Given a basis set $\chi^\top = (\chi_0, \chi_1)^\top$ so that $f = U^\top \chi_0$ and $g=V^\top \chi_1$ , find weights $U,V\in\mathbb{R}^{m\times k}$ so that the resulting linear model $\mathbb{E}[g(x_{t+\tau})] = K^\top \mathbb{E}[f(x_t)]$ is optimal. For the purposes of estimation the potentially different basis sets $\chi_0$ and $\chi_1$ are assumed to be equal. In practice one can achieve this by simply concatenating the observable trajectories in time.

When there are significantly more frames than dimensions in the dataset, the (instantaneous and time-lagged) mean-free covariance matrices $C_{00}, C_{0t}, C_{tt}$ with

\begin{aligned} C_{00} &= \mathbb{E}_t[(\chi_0(x_t)-\mu_0)(\chi_0(x_t)-\mu_0)^\top], \\ C_{0t} &= \mathbb{E}_t[(\chi_0(x_t)-\mu_0)(\chi_1(x_{t+\tau})-\mu_1)^\top],\\ C_{tt} &= \mathbb{E}_t[(\chi_1(x_{t+\tau})-\mu_1)(\chi_1(x_{t+\tau})-\mu_1)^\top] \end{aligned}

can be computed by the Covariances estimator. These covariance matrices can be accessed in the computed model:

[7]:

print("mean_0 shape:", model.mean_0.shape)
print("mean_t shape:", model.mean_t.shape)
print("C00 shape:", model.cov_00.shape)
print("C0t shape:", model.cov_0t.shape)
print("Ctt shape:", model.cov_tt.shape)

mean_0 shape: (2,)
mean_t shape: (2,)
C00 shape: (2, 2)
C0t shape: (2, 2)
Ctt shape: (2, 2)

_Short problem 1:_
State how many lines in the records contain the string "hands", giving only the number.
The page excerpt and the records come from separate, unrelated sources.

_Information given:_

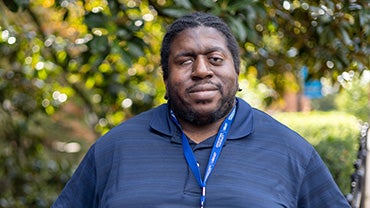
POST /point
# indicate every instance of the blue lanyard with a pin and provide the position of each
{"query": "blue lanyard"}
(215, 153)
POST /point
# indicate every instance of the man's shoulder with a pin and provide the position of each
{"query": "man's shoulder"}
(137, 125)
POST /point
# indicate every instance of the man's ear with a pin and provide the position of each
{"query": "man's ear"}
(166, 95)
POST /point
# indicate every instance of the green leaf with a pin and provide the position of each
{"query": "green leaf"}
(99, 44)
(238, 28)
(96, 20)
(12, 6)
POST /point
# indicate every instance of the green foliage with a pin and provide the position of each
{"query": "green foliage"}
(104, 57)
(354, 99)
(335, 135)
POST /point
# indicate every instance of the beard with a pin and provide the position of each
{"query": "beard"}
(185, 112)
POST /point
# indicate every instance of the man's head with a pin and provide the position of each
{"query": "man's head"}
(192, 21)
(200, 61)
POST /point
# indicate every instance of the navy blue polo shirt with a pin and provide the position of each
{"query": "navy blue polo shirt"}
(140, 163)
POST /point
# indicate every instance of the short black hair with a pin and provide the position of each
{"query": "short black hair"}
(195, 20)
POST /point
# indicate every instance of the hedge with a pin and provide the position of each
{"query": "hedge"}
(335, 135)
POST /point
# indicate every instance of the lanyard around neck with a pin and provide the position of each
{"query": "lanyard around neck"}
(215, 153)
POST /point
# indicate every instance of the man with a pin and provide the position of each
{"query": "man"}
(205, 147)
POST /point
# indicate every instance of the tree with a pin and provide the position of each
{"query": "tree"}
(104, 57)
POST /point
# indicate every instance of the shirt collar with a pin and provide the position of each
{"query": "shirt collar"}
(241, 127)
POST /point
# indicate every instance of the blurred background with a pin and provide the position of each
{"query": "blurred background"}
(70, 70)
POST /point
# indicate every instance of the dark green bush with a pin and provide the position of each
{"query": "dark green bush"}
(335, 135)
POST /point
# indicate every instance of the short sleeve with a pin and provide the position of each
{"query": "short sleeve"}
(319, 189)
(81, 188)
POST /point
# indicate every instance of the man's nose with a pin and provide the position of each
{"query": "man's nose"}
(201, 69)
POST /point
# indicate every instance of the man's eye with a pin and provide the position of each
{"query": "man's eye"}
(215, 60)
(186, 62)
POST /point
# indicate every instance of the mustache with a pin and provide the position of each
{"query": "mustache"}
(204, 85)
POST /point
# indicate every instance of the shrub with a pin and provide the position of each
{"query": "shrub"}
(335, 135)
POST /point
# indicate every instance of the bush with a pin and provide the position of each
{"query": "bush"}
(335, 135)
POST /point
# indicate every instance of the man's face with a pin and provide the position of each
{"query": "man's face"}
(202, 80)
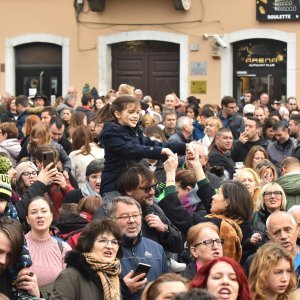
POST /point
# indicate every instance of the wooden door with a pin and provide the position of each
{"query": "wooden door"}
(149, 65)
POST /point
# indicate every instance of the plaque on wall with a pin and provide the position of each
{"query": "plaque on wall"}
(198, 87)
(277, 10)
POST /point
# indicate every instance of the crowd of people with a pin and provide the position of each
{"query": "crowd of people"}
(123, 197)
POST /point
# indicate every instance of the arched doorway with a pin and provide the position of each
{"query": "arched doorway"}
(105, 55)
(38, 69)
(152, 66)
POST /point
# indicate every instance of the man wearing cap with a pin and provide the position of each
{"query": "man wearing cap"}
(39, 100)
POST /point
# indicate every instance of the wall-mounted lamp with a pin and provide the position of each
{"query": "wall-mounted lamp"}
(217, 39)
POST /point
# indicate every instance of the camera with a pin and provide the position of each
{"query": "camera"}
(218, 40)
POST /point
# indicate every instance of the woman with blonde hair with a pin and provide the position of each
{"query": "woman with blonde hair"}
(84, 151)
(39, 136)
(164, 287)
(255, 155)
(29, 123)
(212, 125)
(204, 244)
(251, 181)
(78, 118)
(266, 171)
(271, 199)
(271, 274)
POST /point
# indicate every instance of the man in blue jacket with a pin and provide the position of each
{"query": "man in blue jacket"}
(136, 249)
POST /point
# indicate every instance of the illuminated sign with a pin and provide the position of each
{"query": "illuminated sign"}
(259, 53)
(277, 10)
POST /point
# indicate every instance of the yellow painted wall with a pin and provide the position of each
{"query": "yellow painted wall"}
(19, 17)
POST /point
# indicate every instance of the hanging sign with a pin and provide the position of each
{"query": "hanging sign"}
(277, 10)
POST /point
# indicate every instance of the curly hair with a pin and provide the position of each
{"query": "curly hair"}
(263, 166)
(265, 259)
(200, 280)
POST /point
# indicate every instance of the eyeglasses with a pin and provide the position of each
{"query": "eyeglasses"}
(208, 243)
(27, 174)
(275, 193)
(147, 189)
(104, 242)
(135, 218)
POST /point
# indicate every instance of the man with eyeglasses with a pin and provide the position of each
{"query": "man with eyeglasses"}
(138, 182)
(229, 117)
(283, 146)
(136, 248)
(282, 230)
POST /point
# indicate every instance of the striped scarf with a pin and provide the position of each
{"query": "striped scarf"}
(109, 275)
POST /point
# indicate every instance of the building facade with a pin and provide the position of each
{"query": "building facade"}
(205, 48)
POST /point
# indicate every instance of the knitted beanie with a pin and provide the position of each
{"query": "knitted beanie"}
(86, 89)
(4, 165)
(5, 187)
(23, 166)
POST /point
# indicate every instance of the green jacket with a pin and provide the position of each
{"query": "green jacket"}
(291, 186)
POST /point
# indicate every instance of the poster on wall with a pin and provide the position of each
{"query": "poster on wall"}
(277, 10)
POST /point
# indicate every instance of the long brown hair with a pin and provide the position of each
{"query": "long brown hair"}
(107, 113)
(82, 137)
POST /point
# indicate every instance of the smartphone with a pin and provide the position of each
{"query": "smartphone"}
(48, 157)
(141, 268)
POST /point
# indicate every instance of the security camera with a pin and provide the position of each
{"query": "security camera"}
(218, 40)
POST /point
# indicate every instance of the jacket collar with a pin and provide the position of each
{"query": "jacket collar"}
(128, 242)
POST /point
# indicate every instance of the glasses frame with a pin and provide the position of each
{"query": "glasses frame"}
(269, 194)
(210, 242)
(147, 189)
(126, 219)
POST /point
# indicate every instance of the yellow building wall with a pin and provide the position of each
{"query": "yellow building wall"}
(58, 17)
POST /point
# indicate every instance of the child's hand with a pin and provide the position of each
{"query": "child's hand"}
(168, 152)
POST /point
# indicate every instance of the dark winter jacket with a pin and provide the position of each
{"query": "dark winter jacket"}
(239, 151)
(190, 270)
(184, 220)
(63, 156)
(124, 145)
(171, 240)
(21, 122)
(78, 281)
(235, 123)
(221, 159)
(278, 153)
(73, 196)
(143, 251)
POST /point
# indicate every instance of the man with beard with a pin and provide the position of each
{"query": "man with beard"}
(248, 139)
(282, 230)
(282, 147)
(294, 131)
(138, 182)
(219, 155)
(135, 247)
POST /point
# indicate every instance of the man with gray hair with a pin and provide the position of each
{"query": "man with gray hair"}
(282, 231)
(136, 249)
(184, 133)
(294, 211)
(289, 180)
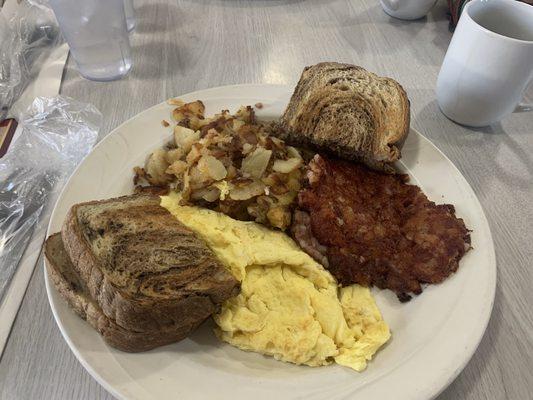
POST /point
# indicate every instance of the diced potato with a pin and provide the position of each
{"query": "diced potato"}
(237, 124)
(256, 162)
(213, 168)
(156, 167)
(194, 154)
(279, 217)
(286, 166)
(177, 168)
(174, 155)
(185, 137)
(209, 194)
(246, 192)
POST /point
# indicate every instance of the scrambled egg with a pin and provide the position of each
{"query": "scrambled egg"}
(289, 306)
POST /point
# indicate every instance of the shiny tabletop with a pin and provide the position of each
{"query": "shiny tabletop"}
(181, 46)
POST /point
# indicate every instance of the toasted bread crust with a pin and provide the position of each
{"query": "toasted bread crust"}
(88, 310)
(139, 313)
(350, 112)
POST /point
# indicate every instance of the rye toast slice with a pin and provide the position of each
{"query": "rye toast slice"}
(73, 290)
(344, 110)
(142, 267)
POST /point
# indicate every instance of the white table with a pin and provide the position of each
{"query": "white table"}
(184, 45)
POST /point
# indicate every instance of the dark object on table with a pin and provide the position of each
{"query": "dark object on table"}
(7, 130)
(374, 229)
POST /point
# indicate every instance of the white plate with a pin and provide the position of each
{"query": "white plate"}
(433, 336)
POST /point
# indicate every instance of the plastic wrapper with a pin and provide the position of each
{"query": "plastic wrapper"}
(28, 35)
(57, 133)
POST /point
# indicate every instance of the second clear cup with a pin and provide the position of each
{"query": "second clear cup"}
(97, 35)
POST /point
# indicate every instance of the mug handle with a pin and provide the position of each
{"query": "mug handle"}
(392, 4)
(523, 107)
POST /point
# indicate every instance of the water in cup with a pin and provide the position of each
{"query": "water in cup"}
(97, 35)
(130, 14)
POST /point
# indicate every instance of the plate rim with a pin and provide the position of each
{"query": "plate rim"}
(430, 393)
* * *
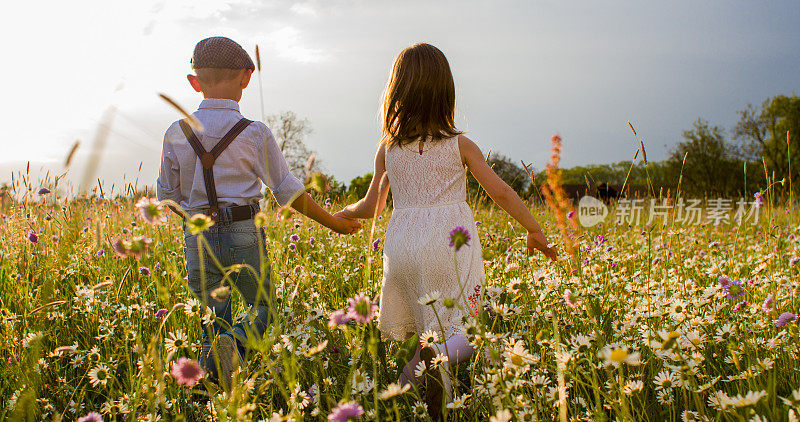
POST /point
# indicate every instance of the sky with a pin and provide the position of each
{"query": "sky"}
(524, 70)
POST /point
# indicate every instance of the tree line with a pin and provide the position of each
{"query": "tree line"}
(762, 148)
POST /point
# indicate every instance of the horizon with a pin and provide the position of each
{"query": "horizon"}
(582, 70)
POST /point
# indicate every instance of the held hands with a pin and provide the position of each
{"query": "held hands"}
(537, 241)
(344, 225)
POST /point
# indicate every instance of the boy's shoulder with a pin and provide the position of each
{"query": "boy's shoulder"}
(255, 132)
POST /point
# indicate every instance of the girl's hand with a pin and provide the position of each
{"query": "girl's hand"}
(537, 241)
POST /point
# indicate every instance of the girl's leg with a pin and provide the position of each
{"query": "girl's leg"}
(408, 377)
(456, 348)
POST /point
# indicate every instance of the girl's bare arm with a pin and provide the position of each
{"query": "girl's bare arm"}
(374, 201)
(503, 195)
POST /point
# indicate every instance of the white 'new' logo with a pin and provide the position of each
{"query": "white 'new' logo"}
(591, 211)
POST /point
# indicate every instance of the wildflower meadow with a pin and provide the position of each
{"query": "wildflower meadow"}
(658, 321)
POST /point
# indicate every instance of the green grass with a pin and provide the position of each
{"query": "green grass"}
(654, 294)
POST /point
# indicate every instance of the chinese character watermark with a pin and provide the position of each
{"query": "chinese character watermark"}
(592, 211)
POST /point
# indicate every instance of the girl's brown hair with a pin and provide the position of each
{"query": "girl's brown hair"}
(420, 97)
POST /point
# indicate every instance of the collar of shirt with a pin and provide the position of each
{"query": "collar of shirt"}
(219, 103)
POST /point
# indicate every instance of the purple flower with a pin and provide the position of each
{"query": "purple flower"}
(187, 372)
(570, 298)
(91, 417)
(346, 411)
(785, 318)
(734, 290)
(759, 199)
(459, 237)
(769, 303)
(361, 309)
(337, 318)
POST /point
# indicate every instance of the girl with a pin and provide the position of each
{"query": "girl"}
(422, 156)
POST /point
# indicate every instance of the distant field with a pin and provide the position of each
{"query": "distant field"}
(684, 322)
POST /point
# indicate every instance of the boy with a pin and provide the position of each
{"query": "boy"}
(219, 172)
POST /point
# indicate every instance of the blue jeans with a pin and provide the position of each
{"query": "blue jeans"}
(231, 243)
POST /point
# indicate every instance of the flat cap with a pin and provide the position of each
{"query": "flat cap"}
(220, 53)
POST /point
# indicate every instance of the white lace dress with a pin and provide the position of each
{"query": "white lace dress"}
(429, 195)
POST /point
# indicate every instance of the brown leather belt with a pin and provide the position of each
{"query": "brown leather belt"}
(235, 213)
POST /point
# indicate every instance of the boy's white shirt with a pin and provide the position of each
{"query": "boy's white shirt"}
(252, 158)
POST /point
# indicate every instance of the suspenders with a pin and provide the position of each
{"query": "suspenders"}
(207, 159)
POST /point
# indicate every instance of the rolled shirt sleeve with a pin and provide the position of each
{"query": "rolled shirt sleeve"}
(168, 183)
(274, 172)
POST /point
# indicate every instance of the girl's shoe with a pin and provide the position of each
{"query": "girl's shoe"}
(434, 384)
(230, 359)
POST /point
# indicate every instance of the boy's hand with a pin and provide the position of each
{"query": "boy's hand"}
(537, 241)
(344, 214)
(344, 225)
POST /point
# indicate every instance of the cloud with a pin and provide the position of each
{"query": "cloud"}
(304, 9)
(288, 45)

_Short problem 2:_
In the page excerpt on covariance matrices, which estimator computes the mean-free covariance matrices?

_Exercise solution 1:_
2

_Exercise solution 2:_
The Covariances estimator.